**Text section**
<<<<

Soon after starting his work with the NPS, Barnes caught the attention of professional football recruiters. In 1985, he accepted a contract with the Kansas City Chiefs. He played a single season with the Chiefs and was later offered a chance to play in the Canadian Football League. In 1986, however, Barnes decided that football was not for him.

Barnes started working with the NPS again in 1987, becoming a park ranger and naturalist at the Jean Lafitte National Park and Barataria Nature Preserve, respectively; both are located just outside New Orleans, Louisiana. He conducted educational tours of the 23,000-acre wetland preserve, and he played in local venues in the evenings. The left-handed Barnes played the accordion upside-down and backward while he sang, although he later trained himself to play it right-handed and right-side-up. He appeared in Sprite and McDonald’s commercials with his accordion.

By 1991, Barnes had formed his band, Sunpie and the Louisiana Sunspots, which became a fixture at the annual New Orleans Jazz and Heritage Festival and the Louisiana Cajun-Zydeco Festival. After more than twelve years with the Barataria Preserve, Barnes went to work at the New Orleans Jazz National Park in 1999, where he played music while educating visitors about the culture and traditions of his adopted home. Sunpie and the Louisiana Sunspots have released six albums and played in over fifty countries across Africa, Europe, Central America, and South America.

Barnes and his music have been featured on several television shows, including Point of No Return (1993), Under Cover Blues (1993), The Big Easy (1998), and Treme (2010), as well as films, including Déjà Vu (2006) and Jonah Hex (2010). He has also collaborated in documentaries about New Orleans and Louisiana culture, beginning as a narrator on Reconstructing Creole in 2006 (which won the 2007 Hollywood Documentary Award). In 2012, he voiced Barney Bigard in The Savoy King: Chick Webb and the Music That Changed America. In 2015, he appeared as himself in the documentaries Nola and Won’t Bow Down. In 2016–2017, he served as producer/narrator for Skull and Bone.

>>>>

**Given instruction A**
In the entries, replace "simplified" with "reduced" and write out only the lines from the one with "mountain reflection -> outlines" up to and including the one with "182L247 172L225 188L210", changing nothing else.

**Given data**
<<<<

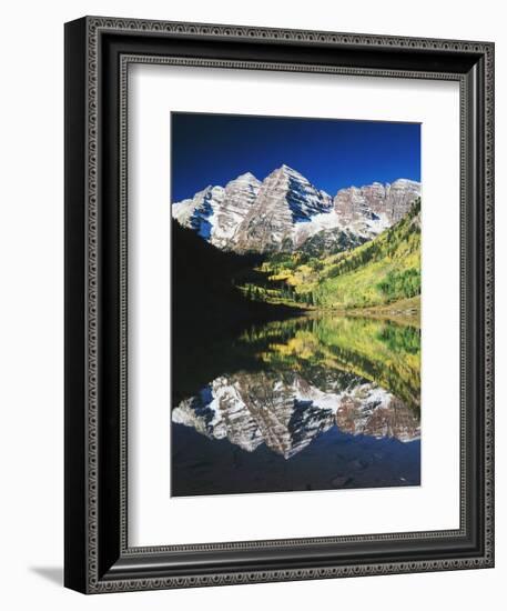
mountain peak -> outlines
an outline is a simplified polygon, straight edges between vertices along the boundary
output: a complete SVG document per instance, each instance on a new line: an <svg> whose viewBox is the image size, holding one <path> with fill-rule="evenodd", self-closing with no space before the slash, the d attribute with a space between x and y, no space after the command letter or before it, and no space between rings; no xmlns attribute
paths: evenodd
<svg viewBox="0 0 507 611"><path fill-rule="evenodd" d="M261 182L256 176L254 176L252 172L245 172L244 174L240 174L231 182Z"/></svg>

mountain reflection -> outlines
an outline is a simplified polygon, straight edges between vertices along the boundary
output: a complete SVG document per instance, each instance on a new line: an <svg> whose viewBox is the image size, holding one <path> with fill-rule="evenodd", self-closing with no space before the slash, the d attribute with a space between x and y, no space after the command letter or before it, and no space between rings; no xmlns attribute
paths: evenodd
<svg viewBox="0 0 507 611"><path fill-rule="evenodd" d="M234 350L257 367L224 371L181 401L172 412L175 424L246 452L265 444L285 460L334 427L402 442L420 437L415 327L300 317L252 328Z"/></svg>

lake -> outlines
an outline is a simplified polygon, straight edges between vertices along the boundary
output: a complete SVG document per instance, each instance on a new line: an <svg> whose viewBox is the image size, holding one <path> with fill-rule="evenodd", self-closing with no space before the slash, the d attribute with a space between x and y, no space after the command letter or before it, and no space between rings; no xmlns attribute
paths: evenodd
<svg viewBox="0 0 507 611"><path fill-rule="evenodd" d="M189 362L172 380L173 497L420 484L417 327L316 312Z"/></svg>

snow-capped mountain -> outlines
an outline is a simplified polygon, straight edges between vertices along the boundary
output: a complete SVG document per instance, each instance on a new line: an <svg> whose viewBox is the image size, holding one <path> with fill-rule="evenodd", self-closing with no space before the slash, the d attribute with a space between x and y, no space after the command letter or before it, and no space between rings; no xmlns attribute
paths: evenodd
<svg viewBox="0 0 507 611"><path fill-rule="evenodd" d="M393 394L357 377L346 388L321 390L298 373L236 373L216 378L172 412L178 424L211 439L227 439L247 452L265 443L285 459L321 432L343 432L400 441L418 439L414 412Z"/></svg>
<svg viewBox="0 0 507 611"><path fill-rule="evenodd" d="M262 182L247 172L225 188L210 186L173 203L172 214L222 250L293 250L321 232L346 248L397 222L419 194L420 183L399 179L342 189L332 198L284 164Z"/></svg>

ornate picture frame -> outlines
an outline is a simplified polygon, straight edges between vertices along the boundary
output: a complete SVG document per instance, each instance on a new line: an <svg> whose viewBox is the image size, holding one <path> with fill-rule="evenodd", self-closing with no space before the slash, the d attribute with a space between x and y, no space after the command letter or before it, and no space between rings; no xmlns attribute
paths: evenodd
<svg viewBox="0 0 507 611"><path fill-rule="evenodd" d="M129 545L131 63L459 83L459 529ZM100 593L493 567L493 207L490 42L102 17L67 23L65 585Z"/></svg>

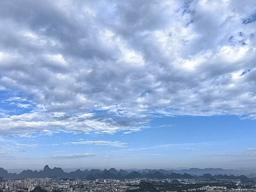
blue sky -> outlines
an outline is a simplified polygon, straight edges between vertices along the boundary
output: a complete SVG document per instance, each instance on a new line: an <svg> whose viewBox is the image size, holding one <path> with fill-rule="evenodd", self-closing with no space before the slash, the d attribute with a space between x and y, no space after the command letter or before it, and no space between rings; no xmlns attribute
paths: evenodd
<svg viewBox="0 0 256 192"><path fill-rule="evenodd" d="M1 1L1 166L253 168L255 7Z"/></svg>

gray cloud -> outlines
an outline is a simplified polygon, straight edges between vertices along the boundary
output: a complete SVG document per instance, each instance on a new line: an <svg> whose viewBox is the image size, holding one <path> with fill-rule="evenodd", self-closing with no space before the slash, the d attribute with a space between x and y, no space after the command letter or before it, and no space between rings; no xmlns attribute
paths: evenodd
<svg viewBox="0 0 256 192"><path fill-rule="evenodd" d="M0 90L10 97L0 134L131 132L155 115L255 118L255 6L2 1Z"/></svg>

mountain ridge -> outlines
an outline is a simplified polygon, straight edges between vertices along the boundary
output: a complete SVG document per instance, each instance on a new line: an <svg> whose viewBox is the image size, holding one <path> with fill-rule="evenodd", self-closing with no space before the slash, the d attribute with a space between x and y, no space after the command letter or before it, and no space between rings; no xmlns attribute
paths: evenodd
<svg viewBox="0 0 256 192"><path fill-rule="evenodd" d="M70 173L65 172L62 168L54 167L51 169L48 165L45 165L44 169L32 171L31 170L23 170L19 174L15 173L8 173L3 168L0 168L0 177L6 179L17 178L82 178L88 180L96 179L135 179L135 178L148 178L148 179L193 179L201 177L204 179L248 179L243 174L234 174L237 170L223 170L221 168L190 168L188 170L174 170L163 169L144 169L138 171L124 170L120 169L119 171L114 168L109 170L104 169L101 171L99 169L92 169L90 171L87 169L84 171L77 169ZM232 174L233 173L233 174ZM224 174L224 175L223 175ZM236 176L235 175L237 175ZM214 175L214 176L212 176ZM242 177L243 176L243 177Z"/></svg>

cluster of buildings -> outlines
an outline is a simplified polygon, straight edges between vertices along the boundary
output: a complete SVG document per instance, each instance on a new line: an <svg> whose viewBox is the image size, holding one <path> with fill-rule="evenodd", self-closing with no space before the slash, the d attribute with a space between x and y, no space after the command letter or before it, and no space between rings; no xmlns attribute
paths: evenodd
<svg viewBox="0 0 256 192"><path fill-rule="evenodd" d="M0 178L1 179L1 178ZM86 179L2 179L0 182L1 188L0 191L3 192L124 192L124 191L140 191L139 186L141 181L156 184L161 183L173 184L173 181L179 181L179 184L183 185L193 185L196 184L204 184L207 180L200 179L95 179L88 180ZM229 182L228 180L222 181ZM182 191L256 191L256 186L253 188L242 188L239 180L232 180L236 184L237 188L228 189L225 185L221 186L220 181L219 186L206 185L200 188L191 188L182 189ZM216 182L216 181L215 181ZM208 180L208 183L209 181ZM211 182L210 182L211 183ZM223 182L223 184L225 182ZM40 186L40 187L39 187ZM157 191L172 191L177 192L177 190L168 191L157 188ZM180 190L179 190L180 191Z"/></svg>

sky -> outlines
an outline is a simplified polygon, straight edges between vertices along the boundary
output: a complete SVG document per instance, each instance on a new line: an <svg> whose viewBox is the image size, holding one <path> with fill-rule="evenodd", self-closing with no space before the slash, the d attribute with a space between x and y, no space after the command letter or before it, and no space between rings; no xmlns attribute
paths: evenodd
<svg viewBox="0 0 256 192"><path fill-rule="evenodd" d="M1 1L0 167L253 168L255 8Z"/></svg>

>>>>

**Given instruction B**
From the text about Barnes's career, copy the passage from "Barnes and his" up to and including "Skull and Bone." word for word.

**Correct output A**
mountain reflection -> outlines
an outline is a reduced polygon, straight edges between vertices along the boundary
output: a complete SVG document per instance, each instance on a new line: an <svg> whose viewBox is the image size, holding one <path> with fill-rule="evenodd", self-closing with no space before the slash, the d attribute with a space between x and y, no space after the command letter or before it, and no space between rings; no xmlns attribute
paths: evenodd
<svg viewBox="0 0 507 611"><path fill-rule="evenodd" d="M234 350L257 367L224 371L181 401L172 412L175 424L246 452L265 444L285 460L334 427L402 442L420 437L415 327L300 317L252 328Z"/></svg>

lake -> outlines
an outline is a reduced polygon, straight edges between vertices along the boundary
output: a complete SVG document per instance, each instance on a new line: an <svg> whose viewBox is the image size, holding one <path> with fill-rule="evenodd", self-closing with no space before the slash, the d attribute with a space between x and y, no space after the command letter or before it, and no space between rings; no xmlns attribute
paths: evenodd
<svg viewBox="0 0 507 611"><path fill-rule="evenodd" d="M189 362L172 380L173 497L420 484L417 327L316 312Z"/></svg>

snow-capped mountain -> outlines
an outline is a reduced polygon, straight edges between vertices along the boundary
output: a complete SVG document per instance, each instance on a new line: an <svg> whose viewBox is the image size, holding one <path> with fill-rule="evenodd", self-closing with no space before the slash, the d attribute with a space between x and y, no space after the command letter or before it, and no space between rings; no xmlns attribute
paths: evenodd
<svg viewBox="0 0 507 611"><path fill-rule="evenodd" d="M393 394L357 377L346 388L321 390L298 373L236 373L216 378L172 412L178 424L211 439L227 439L247 452L265 443L285 459L321 432L343 432L400 441L418 439L414 412Z"/></svg>
<svg viewBox="0 0 507 611"><path fill-rule="evenodd" d="M262 182L247 172L225 188L210 186L173 203L172 214L222 250L293 250L321 232L346 248L397 222L419 194L420 183L399 179L342 189L332 198L284 164Z"/></svg>

**Correct output B**
Barnes and his music have been featured on several television shows, including Point of No Return (1993), Under Cover Blues (1993), The Big Easy (1998), and Treme (2010), as well as films, including Déjà Vu (2006) and Jonah Hex (2010). He has also collaborated in documentaries about New Orleans and Louisiana culture, beginning as a narrator on Reconstructing Creole in 2006 (which won the 2007 Hollywood Documentary Award). In 2012, he voiced Barney Bigard in The Savoy King: Chick Webb and the Music That Changed America. In 2015, he appeared as himself in the documentaries Nola and Won’t Bow Down. In 2016–2017, he served as producer/narrator for Skull and Bone.